**Objective**
State how many lines of the items contain the string "tower", giving only the number.

Excerpts of pointing data:
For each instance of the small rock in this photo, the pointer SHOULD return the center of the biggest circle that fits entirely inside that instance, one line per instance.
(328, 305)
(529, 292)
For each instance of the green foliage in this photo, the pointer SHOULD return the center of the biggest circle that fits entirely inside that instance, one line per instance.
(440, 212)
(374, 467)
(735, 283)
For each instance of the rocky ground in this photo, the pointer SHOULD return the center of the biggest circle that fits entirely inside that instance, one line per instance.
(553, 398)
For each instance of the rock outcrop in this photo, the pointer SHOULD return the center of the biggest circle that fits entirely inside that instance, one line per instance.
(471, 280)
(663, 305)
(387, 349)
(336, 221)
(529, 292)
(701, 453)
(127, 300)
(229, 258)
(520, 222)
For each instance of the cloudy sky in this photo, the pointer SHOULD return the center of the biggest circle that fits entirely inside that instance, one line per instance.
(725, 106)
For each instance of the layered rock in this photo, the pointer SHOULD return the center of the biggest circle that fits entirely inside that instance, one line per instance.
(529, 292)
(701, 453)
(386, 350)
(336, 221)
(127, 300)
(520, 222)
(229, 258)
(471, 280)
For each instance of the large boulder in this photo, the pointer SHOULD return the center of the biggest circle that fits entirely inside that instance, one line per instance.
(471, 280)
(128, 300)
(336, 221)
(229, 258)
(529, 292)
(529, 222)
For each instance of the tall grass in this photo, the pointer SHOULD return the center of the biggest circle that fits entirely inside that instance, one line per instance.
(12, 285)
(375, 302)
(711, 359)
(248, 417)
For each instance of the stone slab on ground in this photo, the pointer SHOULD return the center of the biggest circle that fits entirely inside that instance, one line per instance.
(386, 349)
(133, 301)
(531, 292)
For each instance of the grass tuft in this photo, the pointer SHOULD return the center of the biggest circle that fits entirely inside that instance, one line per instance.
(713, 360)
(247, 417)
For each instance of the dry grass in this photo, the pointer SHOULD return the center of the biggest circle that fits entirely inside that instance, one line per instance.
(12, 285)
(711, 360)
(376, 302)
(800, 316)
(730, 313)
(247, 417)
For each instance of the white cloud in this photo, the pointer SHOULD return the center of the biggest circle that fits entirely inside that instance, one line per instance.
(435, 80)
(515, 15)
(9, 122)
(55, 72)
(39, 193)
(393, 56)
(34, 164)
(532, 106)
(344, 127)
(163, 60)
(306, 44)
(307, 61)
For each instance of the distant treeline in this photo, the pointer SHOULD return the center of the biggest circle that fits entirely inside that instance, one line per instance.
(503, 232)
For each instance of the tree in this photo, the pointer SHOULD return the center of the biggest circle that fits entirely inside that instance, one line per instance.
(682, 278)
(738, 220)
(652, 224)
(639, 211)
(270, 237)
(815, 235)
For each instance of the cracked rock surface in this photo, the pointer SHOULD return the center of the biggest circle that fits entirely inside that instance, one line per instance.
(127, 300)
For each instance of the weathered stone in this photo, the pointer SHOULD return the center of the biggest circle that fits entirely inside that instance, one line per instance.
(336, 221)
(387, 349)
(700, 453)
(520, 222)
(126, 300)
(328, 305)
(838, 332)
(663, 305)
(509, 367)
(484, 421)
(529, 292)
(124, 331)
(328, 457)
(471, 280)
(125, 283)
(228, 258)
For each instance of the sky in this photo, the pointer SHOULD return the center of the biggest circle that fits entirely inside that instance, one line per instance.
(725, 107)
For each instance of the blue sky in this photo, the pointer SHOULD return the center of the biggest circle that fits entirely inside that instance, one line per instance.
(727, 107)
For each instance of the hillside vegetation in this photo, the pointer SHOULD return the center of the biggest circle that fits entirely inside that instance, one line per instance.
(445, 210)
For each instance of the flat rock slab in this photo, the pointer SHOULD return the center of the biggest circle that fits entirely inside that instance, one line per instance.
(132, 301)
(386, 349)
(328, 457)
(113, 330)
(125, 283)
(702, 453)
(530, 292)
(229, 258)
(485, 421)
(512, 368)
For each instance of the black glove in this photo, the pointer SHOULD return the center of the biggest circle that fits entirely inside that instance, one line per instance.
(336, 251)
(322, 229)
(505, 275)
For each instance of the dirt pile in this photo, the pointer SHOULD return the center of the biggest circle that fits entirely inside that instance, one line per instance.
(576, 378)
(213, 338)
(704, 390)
...
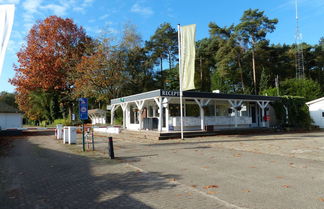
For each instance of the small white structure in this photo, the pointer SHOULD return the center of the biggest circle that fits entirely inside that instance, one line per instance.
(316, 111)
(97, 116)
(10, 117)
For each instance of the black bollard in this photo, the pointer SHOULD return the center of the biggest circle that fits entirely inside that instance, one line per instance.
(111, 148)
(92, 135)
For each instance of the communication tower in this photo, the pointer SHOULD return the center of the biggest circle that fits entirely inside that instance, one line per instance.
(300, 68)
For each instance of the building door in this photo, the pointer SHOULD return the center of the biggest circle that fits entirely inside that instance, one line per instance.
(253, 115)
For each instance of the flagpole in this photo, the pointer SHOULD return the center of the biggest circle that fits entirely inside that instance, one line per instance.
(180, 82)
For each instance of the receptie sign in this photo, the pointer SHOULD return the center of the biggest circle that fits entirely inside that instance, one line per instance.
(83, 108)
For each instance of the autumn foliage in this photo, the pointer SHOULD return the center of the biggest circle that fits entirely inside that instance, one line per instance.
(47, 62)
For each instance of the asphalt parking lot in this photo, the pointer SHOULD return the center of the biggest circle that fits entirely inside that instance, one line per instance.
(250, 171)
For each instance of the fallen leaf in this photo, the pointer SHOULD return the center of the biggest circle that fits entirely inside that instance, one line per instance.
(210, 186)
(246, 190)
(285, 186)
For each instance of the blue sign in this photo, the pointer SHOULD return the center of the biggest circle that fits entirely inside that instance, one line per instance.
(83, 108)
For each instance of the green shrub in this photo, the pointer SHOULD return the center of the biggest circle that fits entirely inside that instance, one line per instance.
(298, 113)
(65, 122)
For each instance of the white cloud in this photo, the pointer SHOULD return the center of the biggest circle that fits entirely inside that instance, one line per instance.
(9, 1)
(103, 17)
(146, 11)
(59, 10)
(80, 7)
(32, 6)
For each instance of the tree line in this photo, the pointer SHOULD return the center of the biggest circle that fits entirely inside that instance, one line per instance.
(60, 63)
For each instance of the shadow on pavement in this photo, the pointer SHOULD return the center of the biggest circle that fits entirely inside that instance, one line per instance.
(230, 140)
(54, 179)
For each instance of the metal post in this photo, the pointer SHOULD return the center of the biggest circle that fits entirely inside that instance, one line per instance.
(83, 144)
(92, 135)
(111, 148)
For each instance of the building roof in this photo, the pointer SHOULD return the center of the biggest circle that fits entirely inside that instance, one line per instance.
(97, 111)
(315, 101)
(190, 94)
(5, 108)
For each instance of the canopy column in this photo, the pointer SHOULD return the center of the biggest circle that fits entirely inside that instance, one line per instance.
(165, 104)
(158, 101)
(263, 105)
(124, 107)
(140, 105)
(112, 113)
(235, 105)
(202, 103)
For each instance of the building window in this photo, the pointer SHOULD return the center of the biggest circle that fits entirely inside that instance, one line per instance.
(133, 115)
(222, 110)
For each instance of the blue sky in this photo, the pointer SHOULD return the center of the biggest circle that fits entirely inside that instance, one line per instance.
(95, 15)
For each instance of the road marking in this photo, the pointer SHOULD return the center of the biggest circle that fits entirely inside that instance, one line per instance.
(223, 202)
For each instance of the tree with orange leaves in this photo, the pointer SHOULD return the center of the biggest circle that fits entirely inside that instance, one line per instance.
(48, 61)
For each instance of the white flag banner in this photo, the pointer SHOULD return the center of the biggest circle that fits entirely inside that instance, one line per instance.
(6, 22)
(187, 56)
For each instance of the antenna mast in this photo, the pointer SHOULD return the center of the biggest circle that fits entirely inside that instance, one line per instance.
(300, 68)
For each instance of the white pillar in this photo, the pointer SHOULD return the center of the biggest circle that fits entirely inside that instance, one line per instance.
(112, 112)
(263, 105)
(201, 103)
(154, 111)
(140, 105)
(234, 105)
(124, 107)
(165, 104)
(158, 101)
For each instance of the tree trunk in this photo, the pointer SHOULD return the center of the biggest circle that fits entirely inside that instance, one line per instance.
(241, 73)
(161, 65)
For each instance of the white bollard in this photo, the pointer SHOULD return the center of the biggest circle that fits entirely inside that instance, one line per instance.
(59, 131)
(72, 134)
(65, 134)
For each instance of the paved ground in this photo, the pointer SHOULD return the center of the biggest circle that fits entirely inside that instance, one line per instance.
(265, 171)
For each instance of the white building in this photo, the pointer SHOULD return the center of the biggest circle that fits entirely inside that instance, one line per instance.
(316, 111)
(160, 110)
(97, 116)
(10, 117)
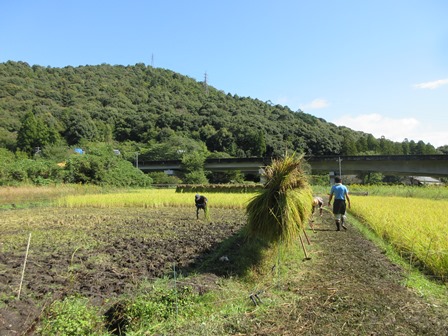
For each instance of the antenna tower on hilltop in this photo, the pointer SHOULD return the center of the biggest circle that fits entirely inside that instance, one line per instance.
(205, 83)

**Answer to this task**
2